▸ **BRANO PROPOSTO**:
=======

Va detto che – finora – gli influencer hanno agito nella massima libertà, in una dimensione poco trasparente, anche perché non del tutto regolarizzata. Motivo per cui adesso il Consiglio dell’Autorità per le Garanzie nelle Comunicazioni (Agcom) ha deciso all’unanimità di indire una consultazione pubblica della durata di 60 giorni “per garantire il rispetto da parte degli influencer delle disposizioni del Testo unico sui servizi di media audiovisivi”.

Influencer, l’Agcom si muove dopo la direttiva Ue

Insomma: l’Agcom è pronta a inquadrare il mestiere di influencer in una nuova rete di regole e di norme. Già il Parlamento Ue aveva fatto un passo in questo senso, approvando il cosiddetto “decreto influencer”, la direttiva volta a proteggere i consumatori dalla pubblicità ingannevole e a mettere dei paletti alle sponsorizzazioni selvagge dei creators del web.

Oggi anche l’Italia si muove in questo senso, con l’Agcom che ha motivato questa scelta sottolineando come l’attività degli influencer stia acquistando una sempre maggiore rilevanza e diffusione.

L’Agcom e la regolarizzazione del mestiere di influencer: “Per una maggiore trasparenza”

=======

(Record di annotazione delle coordinate)
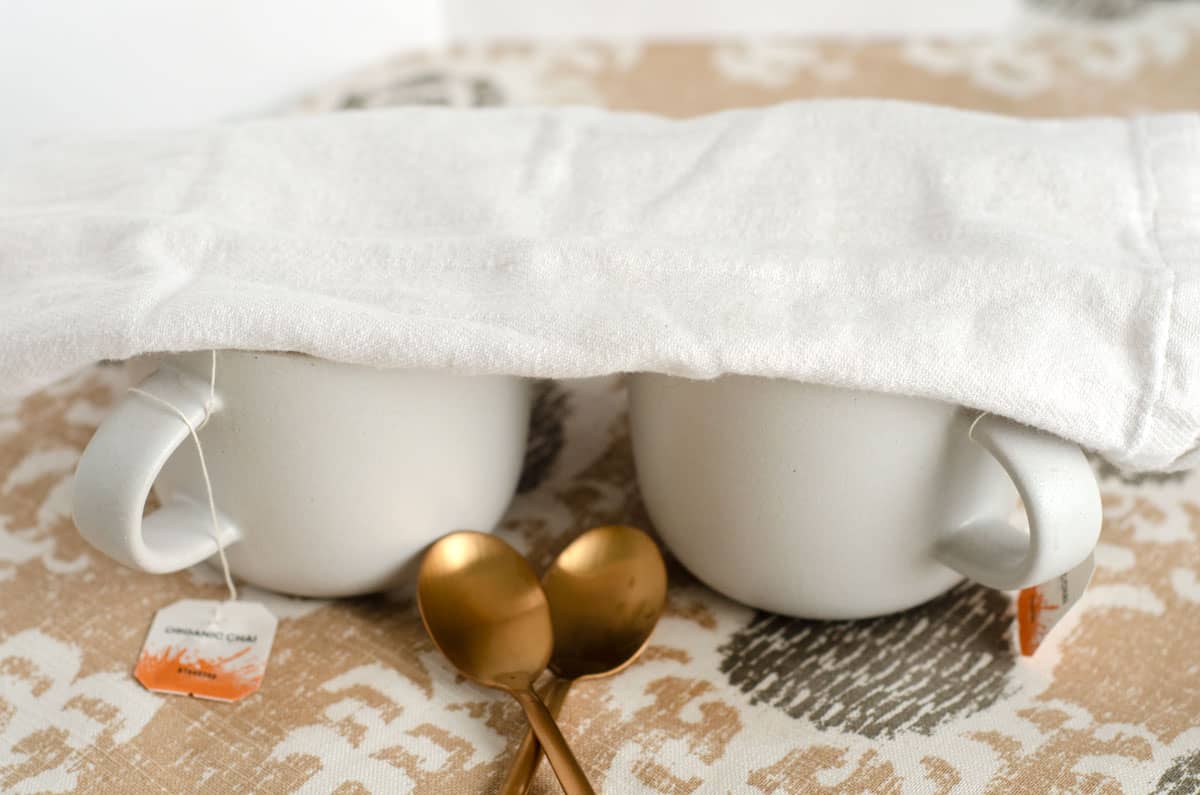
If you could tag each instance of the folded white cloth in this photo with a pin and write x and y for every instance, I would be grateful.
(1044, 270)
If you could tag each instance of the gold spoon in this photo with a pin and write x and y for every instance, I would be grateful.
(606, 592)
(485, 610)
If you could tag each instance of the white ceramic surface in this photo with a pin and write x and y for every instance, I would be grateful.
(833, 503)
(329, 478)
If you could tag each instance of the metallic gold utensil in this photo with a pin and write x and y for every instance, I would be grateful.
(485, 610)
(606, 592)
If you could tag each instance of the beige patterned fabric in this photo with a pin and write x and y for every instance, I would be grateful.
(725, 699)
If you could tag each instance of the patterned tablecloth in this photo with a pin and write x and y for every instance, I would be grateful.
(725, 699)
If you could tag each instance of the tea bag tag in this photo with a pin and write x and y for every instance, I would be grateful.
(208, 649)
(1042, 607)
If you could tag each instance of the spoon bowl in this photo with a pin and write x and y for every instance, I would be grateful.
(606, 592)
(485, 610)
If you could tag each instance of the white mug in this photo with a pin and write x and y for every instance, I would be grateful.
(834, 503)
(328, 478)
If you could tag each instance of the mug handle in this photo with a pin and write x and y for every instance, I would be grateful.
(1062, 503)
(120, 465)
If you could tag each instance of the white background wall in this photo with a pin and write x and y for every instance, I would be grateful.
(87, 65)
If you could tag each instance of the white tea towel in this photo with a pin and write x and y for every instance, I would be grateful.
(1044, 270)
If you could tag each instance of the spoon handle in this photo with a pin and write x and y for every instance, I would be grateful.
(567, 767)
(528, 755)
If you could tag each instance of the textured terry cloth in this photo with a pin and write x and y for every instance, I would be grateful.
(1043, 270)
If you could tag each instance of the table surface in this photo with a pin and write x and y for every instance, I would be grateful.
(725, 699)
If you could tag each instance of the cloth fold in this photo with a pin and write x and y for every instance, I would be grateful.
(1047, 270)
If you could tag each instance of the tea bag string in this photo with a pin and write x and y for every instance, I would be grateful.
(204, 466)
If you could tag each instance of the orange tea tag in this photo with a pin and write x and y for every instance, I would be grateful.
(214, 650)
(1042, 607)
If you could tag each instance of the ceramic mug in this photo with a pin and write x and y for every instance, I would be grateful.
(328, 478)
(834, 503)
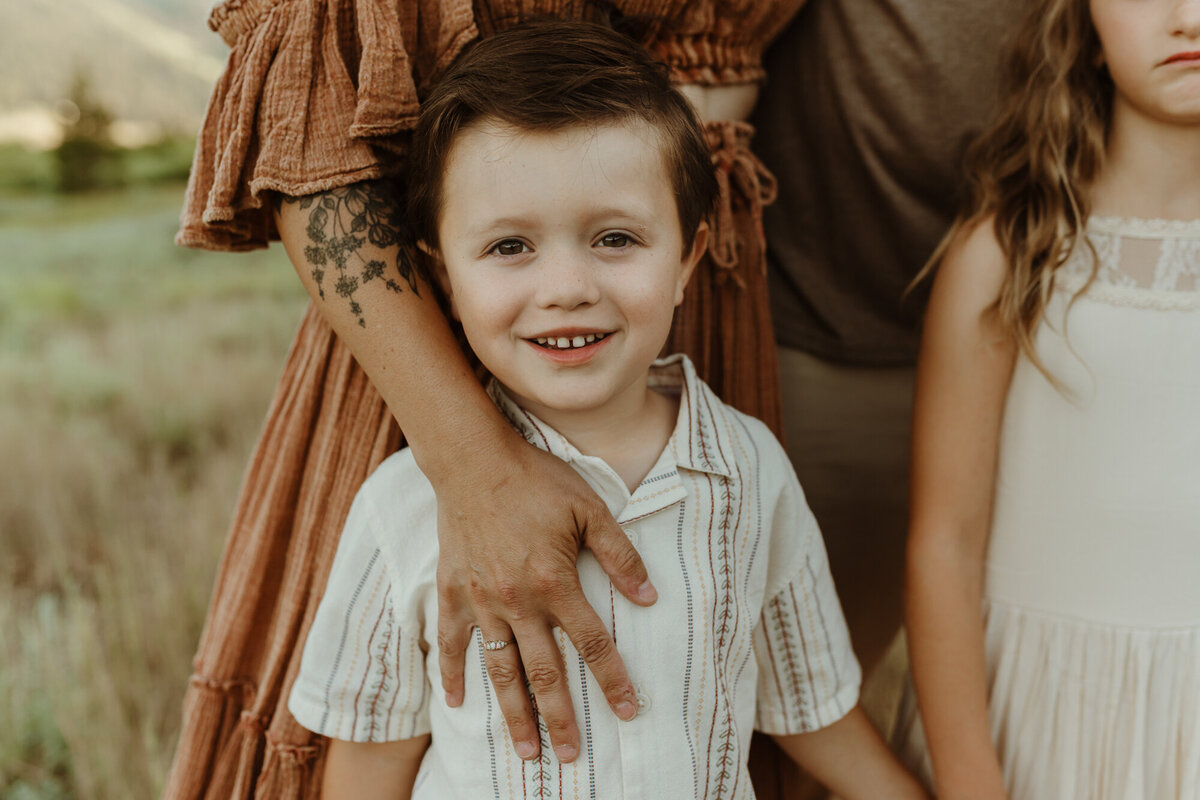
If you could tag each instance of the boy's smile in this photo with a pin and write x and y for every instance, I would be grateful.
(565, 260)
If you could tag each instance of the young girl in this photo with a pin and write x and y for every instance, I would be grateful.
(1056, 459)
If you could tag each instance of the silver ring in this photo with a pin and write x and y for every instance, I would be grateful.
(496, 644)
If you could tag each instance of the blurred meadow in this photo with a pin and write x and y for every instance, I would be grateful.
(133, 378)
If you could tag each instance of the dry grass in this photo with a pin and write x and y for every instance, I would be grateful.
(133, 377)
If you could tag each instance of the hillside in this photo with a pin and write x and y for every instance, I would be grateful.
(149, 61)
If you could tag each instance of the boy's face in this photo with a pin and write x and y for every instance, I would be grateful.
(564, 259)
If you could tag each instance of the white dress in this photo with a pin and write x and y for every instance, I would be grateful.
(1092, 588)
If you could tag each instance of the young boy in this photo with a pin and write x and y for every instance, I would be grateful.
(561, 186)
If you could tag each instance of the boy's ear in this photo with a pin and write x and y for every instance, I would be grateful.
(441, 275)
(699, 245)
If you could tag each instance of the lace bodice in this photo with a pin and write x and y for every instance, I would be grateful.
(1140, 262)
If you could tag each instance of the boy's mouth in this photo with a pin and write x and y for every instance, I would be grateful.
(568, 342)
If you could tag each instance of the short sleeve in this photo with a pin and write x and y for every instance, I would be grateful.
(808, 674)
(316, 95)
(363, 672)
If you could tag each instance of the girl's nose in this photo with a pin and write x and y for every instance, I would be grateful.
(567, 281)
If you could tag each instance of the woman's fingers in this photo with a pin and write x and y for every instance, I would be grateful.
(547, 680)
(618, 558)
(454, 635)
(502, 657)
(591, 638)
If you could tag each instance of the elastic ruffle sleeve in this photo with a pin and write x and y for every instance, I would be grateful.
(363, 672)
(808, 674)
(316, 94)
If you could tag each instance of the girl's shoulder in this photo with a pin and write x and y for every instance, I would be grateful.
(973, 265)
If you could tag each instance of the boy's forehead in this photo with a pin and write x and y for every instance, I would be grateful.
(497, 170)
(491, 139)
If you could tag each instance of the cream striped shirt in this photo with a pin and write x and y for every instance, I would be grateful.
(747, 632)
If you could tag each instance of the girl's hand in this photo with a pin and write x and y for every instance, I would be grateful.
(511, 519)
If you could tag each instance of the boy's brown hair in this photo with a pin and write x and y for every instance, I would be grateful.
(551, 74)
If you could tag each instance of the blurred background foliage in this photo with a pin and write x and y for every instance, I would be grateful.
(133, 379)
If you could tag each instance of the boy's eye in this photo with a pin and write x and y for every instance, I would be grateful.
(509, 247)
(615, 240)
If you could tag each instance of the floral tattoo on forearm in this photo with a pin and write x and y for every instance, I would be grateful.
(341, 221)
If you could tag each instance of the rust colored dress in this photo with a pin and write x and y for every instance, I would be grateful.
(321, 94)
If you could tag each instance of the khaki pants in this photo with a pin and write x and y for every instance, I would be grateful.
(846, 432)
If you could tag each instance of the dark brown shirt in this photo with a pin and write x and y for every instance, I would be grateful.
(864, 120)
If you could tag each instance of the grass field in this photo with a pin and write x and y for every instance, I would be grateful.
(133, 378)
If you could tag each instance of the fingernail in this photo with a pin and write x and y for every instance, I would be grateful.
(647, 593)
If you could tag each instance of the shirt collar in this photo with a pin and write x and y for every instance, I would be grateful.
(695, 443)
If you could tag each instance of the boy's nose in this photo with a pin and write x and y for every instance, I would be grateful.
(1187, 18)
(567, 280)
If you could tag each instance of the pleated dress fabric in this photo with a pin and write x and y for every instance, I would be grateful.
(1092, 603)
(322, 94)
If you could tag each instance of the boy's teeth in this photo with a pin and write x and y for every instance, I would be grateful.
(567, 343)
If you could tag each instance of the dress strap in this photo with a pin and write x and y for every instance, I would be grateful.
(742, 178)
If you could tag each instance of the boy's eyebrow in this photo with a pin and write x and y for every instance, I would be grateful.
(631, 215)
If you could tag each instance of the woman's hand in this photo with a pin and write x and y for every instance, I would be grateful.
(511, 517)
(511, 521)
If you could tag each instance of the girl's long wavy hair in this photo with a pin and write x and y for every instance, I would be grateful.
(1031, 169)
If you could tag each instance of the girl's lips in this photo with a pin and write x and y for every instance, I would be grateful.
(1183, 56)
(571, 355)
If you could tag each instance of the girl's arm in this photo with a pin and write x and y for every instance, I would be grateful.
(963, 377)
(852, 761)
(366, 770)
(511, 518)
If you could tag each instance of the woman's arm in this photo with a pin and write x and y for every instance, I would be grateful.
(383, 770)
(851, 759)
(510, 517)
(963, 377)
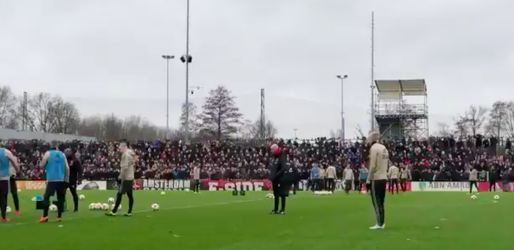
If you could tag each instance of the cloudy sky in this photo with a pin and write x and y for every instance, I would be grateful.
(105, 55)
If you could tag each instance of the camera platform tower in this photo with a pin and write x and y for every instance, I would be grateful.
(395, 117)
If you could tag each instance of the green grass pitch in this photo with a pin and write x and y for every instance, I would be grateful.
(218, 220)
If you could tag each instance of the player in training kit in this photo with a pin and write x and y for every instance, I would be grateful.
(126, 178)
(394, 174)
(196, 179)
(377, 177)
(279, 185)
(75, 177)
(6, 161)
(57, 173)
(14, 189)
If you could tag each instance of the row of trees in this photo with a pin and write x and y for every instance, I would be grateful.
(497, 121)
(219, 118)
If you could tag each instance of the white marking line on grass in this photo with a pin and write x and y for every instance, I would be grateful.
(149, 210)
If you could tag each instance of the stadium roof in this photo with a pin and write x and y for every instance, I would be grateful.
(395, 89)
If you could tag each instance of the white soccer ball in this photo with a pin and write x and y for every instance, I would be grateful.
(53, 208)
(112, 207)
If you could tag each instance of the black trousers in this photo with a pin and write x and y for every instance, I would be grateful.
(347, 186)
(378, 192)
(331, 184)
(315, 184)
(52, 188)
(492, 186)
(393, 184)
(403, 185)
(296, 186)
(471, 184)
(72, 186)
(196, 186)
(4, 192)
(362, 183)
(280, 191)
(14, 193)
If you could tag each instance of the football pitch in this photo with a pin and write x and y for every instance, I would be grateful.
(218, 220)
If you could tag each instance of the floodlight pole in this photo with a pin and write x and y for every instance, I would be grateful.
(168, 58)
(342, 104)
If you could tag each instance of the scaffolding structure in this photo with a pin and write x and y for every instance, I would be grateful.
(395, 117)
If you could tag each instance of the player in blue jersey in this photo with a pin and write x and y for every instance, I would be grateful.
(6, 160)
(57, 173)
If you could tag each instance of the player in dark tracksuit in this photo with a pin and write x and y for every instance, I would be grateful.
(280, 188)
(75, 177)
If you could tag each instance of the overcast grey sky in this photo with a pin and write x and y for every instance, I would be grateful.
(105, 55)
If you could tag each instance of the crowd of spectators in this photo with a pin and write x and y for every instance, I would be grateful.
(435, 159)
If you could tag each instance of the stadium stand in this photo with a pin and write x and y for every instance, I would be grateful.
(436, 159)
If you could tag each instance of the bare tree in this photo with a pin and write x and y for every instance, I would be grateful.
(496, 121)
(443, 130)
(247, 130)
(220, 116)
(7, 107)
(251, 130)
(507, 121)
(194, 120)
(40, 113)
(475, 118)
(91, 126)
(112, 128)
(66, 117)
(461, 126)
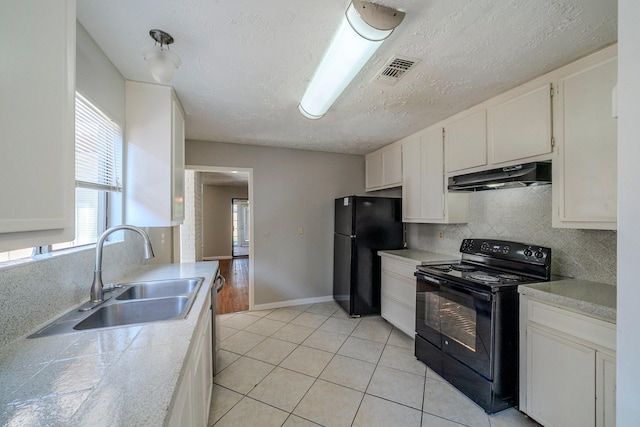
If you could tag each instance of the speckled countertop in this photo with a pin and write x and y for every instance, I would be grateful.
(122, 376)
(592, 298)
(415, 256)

=======

▸ **ESERCIZI**:
A - Mostra, per favore, tutte le righe dei record in cui compare la parola "hair".
B - Prosegui il brano sugli influencer partendo dal punto in cui si interrompe.
Il brano sugli influencer e i record non hanno alcun legame tra loro.

▸ **SOLUZIONI**:
A -
If you could tag each instance of the boy's brown hair in this photo with a pin and write x and y for every instance, I would be grateful.
If you could tag each instance of the girl's long wavy hair in this photo with a pin and write x and y for every instance, I would be grateful.

B -
L'Agcom e la regolarizzazione del mestiere di influencer: "Per una maggiore trasparenza"

L’Agcom ha pure spiegato i motivi della scelta di regolarizzare la figura dell’influencer, voluta soprattutto per “favorire una maggiore trasparenza e consapevolezza nei confronti degli stakeholder e del pubblico”, anche riconoscendo che “il lavoro dell’influencer funziona in modo analogo a quello dei fornitori di servizi di media audiovisivi”.

I creatori digitali dovranno quindi rispettare le misure previste dal Testo unico, nel quale, spiega l’Agcom, “ricorrano i requisiti evidenziati nel documento sottoposto a consultazione”.

L’autorità ha infatti suddiviso gli influencer tra chi “propone contenuti audiovisivi in modo continuo, tale da renderli sovrapponibili a un catalogo di un servizio di media on-demand (ad esempio, i canali YouTube)”, e chi invece “opera in maniera meno continuativa e strutturata”.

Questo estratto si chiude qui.